Aim of the task:
From the rows below, keep only the lines that contain the word "feathered", and copy each of those lines in full.

Extracted entries:
:::::
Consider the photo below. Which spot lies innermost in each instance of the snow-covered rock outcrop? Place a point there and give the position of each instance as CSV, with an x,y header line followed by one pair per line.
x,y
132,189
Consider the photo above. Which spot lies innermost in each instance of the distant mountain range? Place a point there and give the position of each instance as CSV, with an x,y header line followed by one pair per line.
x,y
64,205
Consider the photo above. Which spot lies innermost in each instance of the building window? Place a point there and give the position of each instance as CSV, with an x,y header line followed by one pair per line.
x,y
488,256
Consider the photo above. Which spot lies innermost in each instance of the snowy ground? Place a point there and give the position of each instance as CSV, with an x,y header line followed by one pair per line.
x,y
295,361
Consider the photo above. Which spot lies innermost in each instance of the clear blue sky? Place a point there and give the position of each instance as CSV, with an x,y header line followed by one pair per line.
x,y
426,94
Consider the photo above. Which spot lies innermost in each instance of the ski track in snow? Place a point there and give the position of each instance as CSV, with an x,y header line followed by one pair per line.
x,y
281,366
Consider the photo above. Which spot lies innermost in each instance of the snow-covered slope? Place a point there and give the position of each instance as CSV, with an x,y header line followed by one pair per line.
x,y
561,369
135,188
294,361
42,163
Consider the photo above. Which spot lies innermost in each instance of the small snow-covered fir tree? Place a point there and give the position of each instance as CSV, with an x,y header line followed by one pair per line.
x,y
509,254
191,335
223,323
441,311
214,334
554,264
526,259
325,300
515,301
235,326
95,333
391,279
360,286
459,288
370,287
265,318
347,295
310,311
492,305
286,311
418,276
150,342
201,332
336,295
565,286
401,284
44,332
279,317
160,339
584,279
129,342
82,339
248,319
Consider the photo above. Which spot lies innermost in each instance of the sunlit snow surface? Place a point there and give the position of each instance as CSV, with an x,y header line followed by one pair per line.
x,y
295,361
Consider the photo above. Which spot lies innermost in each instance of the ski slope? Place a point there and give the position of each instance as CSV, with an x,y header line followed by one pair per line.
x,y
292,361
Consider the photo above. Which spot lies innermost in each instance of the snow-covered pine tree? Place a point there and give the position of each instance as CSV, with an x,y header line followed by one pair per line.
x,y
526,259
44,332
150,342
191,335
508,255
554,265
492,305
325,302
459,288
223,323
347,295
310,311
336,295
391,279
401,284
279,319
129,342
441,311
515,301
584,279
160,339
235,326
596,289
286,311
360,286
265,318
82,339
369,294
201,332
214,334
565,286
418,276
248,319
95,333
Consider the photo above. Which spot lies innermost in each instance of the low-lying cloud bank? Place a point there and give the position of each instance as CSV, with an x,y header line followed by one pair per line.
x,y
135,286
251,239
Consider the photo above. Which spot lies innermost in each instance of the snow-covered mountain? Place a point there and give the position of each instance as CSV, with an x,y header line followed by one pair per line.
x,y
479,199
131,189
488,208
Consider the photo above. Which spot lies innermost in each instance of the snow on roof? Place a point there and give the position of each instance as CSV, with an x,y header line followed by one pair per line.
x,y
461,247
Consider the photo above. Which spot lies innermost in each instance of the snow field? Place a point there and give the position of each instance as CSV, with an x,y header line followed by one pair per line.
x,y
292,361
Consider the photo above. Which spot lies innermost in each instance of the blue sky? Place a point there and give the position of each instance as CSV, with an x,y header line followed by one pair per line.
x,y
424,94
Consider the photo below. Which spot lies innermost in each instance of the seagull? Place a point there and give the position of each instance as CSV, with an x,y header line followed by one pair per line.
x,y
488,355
:::::
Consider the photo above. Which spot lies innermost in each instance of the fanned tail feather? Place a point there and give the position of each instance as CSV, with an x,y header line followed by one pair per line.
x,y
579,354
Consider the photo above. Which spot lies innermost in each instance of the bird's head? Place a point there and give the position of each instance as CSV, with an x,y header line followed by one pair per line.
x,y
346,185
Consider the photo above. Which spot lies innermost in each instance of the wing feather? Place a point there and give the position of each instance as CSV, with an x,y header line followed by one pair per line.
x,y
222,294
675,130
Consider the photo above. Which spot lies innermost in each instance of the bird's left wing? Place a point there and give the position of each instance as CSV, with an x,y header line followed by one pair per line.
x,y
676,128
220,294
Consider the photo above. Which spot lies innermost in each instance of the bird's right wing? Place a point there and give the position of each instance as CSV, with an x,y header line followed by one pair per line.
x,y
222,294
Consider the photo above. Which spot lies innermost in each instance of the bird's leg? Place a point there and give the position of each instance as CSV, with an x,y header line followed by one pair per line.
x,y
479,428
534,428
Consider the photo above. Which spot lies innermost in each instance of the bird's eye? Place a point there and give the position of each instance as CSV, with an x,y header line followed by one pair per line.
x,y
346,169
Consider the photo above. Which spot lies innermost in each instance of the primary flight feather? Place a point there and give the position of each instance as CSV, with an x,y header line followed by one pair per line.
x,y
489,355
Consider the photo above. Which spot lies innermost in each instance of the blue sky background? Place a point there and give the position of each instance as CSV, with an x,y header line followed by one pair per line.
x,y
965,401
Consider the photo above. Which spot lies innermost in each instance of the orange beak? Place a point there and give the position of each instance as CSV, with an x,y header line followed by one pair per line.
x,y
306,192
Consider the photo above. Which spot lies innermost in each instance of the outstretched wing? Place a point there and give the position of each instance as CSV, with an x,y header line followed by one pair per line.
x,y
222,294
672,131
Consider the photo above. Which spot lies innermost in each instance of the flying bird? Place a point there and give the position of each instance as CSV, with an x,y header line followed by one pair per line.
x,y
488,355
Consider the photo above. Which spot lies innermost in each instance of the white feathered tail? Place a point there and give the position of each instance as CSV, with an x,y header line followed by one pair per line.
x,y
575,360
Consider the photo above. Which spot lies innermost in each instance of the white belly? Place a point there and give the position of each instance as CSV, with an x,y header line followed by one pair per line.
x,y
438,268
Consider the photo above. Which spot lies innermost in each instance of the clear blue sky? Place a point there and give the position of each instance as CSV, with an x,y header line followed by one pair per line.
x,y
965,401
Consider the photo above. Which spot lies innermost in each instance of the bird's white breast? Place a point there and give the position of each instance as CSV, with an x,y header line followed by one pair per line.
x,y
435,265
:::::
Written answer:
Consider the photo above. Which spot lies innermost in each instance of the white feathered tail? Place a point there and give the position of each instance as CSV, with an x,y header line followed by one pair per line.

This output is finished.